• DATA LINES
------------------------------------------------

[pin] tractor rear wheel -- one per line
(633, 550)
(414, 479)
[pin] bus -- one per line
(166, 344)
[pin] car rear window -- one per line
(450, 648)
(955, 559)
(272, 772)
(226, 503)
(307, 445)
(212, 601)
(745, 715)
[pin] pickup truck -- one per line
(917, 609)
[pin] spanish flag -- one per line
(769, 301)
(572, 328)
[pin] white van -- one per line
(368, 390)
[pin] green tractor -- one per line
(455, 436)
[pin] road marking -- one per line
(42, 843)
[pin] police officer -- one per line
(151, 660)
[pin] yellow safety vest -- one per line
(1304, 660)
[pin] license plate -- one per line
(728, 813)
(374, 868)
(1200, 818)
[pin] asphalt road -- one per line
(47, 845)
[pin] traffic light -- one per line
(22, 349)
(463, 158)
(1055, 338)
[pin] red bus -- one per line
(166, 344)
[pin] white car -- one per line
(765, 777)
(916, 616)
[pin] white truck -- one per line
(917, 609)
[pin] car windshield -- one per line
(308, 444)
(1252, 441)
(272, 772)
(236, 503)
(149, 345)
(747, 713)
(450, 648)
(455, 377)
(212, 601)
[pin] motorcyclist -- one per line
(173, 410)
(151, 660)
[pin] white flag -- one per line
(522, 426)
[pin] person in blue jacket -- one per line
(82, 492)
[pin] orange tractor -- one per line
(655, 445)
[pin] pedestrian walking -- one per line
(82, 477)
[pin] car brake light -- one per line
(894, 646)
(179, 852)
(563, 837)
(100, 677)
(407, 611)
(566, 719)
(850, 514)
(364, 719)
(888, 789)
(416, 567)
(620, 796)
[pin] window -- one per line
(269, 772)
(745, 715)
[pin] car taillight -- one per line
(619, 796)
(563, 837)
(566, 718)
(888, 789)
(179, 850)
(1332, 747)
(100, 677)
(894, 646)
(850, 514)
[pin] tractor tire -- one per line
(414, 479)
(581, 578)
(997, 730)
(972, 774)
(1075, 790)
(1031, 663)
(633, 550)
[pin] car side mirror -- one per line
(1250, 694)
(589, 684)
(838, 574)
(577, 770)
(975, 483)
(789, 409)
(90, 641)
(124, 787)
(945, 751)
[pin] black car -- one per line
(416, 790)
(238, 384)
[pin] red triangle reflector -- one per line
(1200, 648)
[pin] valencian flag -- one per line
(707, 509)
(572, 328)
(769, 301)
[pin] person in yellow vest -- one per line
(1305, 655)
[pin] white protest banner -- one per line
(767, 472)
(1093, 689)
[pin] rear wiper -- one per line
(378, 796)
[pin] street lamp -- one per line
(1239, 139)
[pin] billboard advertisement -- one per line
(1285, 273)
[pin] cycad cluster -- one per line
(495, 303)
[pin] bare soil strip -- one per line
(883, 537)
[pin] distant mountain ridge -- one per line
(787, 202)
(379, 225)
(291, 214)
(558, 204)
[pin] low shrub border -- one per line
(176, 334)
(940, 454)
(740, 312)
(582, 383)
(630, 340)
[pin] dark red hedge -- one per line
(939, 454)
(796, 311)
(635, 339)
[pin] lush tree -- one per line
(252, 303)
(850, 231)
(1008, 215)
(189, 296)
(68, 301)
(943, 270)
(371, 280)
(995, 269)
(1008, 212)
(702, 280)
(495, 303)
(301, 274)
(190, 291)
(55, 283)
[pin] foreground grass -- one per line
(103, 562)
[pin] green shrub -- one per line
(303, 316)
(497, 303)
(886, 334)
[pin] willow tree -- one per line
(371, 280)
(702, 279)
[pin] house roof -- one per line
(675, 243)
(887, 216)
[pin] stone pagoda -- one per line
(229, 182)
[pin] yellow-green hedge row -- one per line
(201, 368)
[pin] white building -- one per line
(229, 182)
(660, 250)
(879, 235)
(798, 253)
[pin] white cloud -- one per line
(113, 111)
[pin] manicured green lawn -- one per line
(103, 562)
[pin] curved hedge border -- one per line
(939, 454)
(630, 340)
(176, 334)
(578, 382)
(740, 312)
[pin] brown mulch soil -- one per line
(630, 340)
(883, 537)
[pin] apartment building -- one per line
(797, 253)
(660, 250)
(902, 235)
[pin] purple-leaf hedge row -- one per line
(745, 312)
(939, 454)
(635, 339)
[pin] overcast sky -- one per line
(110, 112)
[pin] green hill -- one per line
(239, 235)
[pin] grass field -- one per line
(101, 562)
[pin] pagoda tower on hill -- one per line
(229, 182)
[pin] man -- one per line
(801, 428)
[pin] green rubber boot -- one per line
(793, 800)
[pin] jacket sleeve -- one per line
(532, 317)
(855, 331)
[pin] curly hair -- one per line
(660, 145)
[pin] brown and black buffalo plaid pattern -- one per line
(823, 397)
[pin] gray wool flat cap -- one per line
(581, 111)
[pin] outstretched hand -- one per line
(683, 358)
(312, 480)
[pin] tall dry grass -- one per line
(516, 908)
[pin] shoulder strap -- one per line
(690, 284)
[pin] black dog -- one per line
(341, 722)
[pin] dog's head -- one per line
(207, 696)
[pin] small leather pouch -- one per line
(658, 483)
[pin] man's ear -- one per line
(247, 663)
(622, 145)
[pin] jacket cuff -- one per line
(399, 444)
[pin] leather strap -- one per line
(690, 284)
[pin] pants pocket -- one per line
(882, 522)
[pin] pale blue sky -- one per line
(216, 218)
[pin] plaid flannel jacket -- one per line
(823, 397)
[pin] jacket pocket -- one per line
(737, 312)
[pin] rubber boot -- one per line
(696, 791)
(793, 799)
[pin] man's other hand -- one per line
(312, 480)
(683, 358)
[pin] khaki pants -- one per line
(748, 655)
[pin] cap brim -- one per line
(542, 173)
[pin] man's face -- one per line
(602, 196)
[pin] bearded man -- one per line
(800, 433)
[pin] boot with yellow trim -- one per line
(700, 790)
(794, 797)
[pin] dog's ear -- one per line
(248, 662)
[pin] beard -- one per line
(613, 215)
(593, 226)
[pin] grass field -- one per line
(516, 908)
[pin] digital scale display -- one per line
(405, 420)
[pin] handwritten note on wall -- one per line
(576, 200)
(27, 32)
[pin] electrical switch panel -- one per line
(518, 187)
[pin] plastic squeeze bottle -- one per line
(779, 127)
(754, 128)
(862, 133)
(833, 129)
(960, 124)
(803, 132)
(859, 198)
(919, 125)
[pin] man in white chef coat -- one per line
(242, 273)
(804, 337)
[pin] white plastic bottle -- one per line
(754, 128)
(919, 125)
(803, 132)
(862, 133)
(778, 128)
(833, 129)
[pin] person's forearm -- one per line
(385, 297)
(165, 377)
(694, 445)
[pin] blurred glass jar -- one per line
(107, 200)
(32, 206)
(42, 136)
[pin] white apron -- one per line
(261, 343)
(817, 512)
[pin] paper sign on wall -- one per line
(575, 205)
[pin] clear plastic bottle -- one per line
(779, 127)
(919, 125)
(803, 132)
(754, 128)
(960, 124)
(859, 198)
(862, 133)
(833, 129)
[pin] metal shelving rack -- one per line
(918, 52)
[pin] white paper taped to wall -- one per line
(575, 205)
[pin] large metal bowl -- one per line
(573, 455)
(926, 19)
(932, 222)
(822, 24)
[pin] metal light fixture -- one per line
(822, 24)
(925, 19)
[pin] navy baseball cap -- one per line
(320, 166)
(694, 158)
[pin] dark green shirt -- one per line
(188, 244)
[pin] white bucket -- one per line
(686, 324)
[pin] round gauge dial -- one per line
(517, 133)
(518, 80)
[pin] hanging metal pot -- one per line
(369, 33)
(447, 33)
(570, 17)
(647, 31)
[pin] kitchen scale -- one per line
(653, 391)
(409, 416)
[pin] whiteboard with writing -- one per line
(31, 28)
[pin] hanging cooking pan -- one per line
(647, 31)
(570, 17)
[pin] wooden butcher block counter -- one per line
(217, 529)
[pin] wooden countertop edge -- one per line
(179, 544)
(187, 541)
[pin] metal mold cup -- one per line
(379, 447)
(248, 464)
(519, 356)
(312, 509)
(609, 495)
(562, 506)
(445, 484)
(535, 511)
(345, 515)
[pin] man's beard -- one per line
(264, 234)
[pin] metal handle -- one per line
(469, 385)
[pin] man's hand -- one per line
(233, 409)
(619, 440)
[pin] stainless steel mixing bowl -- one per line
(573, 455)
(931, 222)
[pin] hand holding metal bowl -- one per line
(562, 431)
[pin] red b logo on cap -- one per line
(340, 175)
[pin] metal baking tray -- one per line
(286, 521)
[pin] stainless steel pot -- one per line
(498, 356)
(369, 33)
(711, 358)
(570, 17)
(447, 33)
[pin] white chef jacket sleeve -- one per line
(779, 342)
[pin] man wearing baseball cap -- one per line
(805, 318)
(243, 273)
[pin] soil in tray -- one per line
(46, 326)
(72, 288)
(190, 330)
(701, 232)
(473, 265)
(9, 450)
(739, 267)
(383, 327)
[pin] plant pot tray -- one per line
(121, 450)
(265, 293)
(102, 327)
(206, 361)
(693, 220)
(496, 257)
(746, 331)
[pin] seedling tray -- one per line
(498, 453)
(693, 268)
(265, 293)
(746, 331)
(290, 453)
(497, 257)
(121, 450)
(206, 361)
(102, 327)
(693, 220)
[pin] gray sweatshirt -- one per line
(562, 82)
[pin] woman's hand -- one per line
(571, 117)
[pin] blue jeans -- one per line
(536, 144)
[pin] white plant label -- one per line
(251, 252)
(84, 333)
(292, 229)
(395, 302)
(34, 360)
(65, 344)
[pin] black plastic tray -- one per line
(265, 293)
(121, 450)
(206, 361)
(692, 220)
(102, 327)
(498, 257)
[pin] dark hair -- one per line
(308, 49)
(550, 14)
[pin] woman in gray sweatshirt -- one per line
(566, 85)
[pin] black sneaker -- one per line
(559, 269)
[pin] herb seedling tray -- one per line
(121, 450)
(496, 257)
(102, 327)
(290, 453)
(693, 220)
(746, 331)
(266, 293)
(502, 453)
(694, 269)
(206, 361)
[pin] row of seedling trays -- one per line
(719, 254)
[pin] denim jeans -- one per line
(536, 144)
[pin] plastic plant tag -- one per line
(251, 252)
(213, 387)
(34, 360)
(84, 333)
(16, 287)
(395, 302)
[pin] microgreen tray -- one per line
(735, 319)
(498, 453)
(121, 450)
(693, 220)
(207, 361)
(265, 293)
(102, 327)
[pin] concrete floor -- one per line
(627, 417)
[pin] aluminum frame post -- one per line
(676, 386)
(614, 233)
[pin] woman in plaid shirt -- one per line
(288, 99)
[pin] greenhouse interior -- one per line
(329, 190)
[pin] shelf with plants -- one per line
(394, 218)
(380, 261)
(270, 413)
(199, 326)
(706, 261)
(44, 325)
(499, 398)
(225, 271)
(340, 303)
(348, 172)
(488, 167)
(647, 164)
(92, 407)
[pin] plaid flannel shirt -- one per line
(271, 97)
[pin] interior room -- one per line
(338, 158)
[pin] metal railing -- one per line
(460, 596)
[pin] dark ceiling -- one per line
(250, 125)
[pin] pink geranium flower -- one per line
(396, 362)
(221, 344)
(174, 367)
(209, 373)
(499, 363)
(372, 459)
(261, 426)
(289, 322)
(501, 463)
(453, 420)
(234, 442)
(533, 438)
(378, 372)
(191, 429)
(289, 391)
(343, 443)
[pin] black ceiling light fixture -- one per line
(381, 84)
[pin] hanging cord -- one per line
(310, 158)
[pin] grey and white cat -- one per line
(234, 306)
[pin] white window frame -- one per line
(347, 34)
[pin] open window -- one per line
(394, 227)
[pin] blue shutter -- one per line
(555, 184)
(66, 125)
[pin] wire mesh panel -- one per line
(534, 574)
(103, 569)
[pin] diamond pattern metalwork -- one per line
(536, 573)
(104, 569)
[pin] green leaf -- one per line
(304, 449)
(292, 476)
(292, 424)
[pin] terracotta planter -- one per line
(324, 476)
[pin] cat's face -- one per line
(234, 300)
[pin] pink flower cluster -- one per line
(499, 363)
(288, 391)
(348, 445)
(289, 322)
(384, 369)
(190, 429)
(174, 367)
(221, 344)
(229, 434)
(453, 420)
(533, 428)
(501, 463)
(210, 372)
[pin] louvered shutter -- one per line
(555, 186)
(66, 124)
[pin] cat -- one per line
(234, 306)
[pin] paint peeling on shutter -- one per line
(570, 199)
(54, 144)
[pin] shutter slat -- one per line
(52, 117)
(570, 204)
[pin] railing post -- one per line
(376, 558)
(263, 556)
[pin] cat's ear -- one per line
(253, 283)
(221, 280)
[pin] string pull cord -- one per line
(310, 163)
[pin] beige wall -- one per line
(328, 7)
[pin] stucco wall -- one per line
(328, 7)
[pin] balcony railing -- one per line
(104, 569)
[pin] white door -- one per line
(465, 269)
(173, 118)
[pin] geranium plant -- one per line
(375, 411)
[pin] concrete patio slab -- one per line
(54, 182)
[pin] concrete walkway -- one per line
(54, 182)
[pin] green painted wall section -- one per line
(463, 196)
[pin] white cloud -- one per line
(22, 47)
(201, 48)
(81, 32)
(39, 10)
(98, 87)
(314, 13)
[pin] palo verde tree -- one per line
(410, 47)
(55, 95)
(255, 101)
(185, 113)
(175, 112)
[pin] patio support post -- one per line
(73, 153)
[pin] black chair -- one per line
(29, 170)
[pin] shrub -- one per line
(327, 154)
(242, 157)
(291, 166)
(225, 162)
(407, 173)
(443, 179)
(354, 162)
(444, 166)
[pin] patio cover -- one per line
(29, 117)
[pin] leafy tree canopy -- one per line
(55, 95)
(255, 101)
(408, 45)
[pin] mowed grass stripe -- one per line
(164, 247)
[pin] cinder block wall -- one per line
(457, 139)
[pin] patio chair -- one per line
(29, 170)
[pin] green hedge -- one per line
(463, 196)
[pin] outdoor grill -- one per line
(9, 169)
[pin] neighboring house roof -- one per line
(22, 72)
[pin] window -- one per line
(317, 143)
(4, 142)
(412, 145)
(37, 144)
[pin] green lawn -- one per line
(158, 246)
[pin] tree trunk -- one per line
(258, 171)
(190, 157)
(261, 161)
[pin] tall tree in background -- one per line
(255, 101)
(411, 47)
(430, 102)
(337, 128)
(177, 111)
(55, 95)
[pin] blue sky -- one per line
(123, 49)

------------------------------------------------

• TO DO
Retype the listing from the line containing "[pin] car windshield -- one per line" down through the line containing "(1200, 648)", keeping both of those lines and changing nothing.

• OUTPUT BELOW
[pin] car windshield -- one per line
(308, 444)
(1252, 441)
(272, 772)
(236, 503)
(149, 345)
(747, 713)
(450, 648)
(455, 377)
(212, 601)
[pin] motorcyclist -- one per line
(173, 410)
(151, 660)
[pin] white flag -- one per line
(522, 426)
[pin] person in blue jacket -- one per line
(82, 492)
[pin] orange tractor -- one per line
(655, 445)
[pin] pedestrian walking -- one per line
(82, 477)
[pin] car brake light -- one per line
(894, 646)
(179, 852)
(563, 837)
(100, 677)
(407, 611)
(566, 719)
(850, 514)
(364, 719)
(888, 789)
(416, 567)
(620, 796)
[pin] window -- one per line
(269, 772)
(745, 715)
[pin] car taillight -- one per line
(619, 796)
(563, 837)
(566, 718)
(888, 789)
(179, 850)
(1332, 747)
(100, 677)
(894, 646)
(850, 514)
[pin] tractor tire -- one per line
(414, 479)
(581, 578)
(997, 730)
(972, 774)
(1075, 790)
(1031, 663)
(633, 550)
[pin] car side mirror -- one per line
(1250, 694)
(589, 684)
(838, 574)
(577, 770)
(975, 483)
(789, 409)
(90, 641)
(124, 787)
(945, 751)
[pin] black car -- one per line
(416, 790)
(238, 384)
[pin] red triangle reflector -- one per line
(1200, 648)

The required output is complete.